What is required | Repeat, unchanged, the data from the line that contains "Outline the teammate" up to and including the line that contains "[153, 66, 165, 75]", and nothing else.

Excerpts of labeled region data |
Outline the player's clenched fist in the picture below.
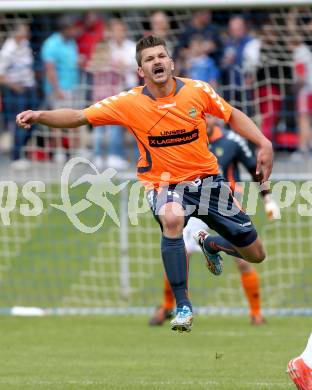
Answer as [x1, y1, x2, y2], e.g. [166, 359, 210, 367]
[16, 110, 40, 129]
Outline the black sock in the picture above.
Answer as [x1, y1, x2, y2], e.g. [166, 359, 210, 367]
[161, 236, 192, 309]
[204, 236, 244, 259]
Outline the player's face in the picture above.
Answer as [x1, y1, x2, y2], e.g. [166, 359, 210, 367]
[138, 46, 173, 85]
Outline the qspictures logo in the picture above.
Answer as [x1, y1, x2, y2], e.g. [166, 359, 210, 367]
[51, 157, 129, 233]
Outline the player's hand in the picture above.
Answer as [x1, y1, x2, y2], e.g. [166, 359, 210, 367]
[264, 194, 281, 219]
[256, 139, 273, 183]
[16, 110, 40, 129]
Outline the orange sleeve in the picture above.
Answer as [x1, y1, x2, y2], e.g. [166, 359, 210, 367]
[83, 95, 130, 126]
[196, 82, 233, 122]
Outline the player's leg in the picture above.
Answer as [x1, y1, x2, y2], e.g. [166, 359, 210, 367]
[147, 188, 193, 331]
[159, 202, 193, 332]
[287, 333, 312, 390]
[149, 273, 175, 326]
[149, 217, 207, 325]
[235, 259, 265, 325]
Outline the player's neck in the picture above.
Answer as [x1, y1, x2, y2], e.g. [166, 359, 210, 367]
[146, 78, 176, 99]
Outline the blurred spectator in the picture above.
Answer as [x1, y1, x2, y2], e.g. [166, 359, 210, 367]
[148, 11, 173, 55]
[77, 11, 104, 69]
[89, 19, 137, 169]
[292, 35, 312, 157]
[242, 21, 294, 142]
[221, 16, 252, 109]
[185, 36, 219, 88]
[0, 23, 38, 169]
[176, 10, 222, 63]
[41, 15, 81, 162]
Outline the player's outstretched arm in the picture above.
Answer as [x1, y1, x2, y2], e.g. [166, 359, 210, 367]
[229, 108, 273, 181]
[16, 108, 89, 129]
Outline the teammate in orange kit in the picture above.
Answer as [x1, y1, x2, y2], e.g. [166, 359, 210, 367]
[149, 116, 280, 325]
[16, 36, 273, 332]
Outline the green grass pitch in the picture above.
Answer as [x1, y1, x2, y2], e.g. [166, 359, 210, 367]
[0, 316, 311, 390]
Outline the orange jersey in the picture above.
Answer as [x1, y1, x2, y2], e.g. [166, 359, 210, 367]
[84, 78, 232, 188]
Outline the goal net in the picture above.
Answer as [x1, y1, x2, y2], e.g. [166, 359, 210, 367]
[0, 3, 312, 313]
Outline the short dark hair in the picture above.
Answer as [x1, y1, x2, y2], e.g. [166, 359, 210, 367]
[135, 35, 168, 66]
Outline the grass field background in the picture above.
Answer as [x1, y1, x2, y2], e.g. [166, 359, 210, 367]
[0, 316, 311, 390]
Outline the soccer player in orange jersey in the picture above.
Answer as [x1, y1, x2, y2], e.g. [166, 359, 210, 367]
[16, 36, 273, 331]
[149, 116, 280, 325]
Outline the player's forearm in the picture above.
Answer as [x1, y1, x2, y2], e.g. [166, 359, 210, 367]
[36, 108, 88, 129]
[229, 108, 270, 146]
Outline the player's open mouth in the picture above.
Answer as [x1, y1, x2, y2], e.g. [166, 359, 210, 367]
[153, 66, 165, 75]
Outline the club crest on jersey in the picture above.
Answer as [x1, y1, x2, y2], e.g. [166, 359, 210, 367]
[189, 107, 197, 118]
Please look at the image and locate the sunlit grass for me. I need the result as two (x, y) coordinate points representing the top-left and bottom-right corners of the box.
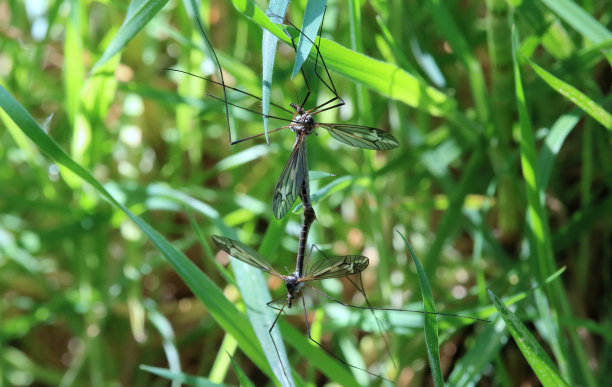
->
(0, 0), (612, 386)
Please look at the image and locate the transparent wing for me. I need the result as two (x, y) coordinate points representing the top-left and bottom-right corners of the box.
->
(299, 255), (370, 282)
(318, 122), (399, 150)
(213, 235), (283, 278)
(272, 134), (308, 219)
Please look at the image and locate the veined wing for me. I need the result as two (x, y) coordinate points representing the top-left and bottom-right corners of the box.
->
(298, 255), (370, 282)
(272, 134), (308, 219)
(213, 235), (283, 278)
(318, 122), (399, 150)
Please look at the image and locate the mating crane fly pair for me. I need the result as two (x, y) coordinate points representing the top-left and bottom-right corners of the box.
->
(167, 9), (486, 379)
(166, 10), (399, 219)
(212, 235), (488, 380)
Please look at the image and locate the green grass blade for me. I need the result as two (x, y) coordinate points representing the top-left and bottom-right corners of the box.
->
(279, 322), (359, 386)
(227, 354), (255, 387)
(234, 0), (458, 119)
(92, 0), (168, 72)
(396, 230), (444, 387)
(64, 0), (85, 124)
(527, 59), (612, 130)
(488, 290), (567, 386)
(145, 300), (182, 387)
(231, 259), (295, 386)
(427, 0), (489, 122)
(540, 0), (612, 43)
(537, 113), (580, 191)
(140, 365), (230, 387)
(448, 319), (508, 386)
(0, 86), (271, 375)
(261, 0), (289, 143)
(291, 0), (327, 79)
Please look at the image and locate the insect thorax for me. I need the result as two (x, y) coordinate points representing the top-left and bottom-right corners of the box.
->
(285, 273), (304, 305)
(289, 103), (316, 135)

...

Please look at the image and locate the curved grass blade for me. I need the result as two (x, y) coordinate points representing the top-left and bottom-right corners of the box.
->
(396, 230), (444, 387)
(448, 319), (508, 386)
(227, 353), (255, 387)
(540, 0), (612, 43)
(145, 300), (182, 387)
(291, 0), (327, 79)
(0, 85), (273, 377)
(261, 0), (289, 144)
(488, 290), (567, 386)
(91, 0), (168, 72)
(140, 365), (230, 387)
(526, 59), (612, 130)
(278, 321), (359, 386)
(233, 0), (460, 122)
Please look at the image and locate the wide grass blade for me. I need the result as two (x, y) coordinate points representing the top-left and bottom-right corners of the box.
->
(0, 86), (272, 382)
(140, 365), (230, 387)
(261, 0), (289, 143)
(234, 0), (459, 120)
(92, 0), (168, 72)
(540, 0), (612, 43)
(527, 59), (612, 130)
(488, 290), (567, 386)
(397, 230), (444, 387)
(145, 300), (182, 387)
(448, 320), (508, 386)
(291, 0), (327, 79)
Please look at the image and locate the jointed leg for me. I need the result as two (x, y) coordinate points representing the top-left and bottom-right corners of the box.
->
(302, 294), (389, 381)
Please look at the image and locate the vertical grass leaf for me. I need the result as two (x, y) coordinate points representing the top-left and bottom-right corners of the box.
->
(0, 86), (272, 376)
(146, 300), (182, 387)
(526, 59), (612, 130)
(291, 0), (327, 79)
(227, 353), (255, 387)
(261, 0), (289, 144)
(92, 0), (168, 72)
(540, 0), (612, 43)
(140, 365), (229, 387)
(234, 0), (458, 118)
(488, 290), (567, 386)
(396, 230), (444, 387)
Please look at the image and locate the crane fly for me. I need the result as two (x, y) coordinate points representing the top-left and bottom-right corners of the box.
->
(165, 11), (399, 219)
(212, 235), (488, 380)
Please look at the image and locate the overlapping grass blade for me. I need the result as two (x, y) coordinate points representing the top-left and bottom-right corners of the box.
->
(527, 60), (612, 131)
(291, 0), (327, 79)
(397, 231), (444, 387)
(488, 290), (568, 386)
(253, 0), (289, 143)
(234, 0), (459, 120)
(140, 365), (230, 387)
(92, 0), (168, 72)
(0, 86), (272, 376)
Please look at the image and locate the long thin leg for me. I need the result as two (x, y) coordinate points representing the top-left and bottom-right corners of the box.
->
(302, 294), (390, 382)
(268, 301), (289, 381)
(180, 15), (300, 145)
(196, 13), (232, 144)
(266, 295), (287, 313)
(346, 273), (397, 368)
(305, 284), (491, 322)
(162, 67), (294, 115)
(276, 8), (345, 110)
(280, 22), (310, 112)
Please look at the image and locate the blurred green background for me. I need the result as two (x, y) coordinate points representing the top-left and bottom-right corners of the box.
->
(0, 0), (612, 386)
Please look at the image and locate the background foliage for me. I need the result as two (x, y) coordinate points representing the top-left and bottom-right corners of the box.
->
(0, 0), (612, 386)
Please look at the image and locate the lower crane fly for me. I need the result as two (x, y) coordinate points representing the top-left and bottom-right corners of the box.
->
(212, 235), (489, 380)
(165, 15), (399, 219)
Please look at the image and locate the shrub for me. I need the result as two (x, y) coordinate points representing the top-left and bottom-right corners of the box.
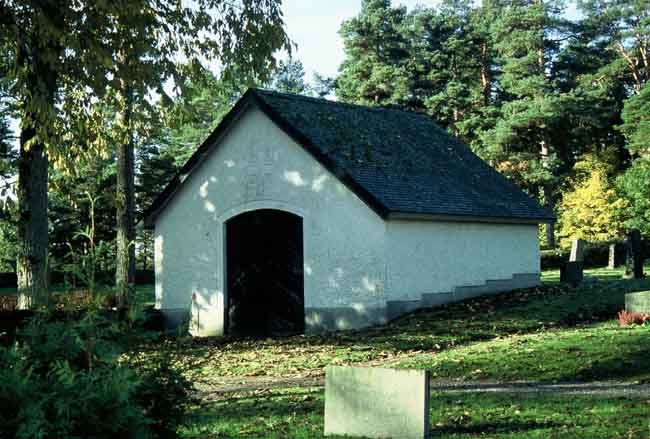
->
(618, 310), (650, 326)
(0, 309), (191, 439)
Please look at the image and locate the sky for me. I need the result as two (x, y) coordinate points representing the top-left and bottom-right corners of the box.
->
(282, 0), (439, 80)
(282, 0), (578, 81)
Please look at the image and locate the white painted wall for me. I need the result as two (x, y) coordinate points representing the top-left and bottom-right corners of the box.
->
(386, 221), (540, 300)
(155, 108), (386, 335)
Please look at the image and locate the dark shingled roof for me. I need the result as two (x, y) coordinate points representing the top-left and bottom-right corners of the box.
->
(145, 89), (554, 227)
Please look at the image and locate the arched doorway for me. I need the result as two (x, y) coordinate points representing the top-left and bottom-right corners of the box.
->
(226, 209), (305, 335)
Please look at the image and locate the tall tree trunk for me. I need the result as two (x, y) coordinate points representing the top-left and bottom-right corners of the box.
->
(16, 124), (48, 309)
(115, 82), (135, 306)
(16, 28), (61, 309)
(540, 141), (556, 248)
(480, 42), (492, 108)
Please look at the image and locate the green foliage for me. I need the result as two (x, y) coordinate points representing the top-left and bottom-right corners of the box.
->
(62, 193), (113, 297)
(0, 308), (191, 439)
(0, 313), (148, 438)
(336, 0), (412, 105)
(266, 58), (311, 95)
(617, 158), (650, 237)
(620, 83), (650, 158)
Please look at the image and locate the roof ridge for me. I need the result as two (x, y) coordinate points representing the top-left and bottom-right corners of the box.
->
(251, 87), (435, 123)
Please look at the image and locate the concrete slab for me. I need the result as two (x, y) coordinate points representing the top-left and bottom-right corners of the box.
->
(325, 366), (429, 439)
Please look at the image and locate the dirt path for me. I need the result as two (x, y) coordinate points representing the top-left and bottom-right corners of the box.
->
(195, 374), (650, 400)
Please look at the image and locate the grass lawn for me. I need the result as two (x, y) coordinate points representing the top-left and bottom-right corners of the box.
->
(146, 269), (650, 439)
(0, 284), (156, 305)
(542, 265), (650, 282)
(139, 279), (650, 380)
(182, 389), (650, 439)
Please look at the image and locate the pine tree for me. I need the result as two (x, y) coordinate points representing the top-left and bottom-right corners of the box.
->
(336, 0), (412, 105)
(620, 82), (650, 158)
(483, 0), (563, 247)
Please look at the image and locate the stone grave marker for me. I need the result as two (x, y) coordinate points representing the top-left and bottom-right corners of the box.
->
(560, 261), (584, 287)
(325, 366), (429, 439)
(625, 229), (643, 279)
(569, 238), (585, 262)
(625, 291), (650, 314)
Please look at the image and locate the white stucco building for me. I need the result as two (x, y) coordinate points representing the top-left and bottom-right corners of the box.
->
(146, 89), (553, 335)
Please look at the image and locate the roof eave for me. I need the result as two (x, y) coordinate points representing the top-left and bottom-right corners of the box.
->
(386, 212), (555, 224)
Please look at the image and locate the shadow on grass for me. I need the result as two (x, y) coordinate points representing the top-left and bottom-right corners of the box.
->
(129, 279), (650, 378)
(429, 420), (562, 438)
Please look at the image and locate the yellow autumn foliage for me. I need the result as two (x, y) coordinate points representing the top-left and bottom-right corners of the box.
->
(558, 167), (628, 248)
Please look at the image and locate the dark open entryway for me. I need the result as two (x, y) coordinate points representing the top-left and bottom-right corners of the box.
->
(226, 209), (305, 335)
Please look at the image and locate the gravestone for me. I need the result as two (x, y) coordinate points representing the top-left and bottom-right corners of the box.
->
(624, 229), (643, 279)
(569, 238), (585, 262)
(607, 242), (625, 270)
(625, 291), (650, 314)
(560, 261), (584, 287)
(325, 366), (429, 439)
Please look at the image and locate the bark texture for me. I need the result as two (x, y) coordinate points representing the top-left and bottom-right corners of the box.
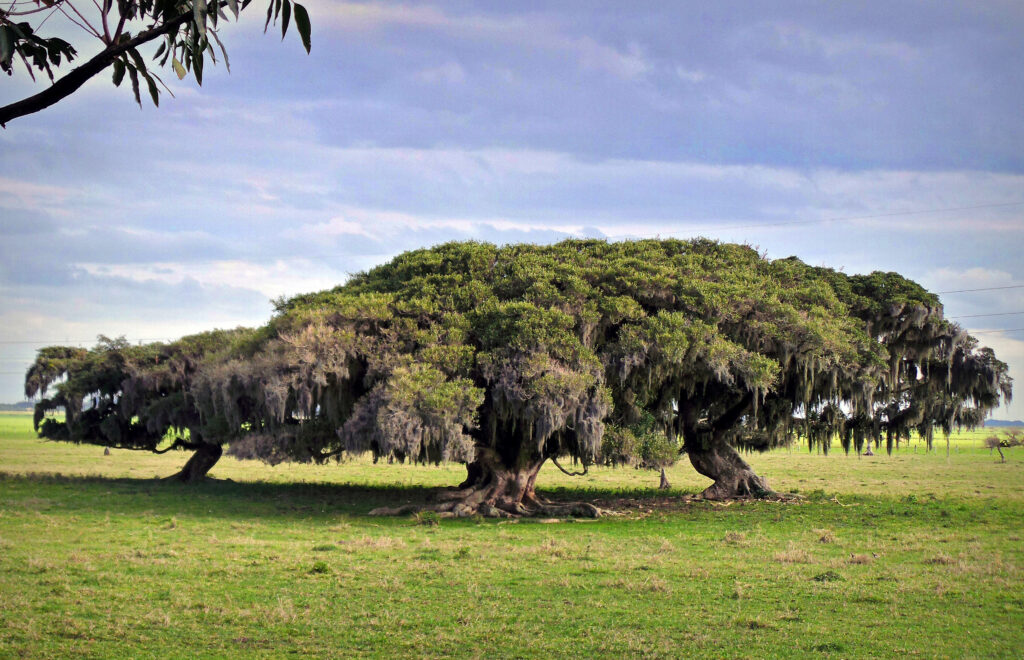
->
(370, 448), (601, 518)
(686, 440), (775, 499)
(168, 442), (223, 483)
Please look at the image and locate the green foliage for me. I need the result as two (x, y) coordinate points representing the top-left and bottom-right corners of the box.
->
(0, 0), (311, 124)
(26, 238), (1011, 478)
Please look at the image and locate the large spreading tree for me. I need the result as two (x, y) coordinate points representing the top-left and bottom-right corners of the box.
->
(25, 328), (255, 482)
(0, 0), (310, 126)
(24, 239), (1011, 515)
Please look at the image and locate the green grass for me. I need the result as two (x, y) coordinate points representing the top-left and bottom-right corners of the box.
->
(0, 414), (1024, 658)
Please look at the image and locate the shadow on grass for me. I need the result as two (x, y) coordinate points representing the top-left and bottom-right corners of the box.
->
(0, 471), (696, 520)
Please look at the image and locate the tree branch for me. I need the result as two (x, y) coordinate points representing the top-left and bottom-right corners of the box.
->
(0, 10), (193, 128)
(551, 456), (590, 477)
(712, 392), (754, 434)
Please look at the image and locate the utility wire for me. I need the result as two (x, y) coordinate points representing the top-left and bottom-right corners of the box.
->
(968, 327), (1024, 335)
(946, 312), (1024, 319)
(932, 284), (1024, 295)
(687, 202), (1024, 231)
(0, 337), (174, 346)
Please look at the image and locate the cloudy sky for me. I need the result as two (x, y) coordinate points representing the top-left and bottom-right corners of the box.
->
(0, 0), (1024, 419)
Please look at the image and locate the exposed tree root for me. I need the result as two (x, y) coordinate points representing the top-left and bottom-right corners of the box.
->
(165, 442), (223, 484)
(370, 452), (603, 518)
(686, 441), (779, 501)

Answer to the task |
Outline the teammate in orange kit in the picture above.
Answer as [x1, y1, x2, y2], e.g. [166, 359, 210, 367]
[149, 116, 280, 325]
[16, 36, 273, 332]
Outline the green grass pitch in the picture above.
Answer as [x1, y1, x2, y2], e.g. [166, 359, 210, 367]
[0, 316, 311, 390]
Outline the orange jersey in the picture above.
Answer as [x1, y1, x2, y2], e.g. [166, 359, 210, 367]
[84, 78, 232, 188]
Outline the goal net in the picture above.
Answer as [x1, y1, x2, y2], e.g. [166, 359, 210, 367]
[0, 3, 312, 313]
Outline the short dark hair in the picture above.
Answer as [x1, y1, x2, y2], e.g. [166, 359, 210, 367]
[135, 35, 168, 66]
Outline the grass field background in the picture above.
Answer as [x1, y1, x2, y2], e.g. [166, 359, 210, 367]
[0, 316, 311, 390]
Outline the soccer player in orange jersey in the picture above.
Answer as [x1, y1, x2, y2], e.g. [166, 359, 210, 367]
[16, 36, 273, 331]
[149, 116, 280, 325]
Outline the player's forearm in the picture above.
Answer as [x1, y1, x2, y2], e.g. [166, 359, 210, 367]
[36, 108, 88, 129]
[229, 108, 270, 146]
Outline the player's open mouth in the picture above.
Answer as [x1, y1, x2, y2], e.g. [166, 359, 210, 367]
[153, 66, 165, 75]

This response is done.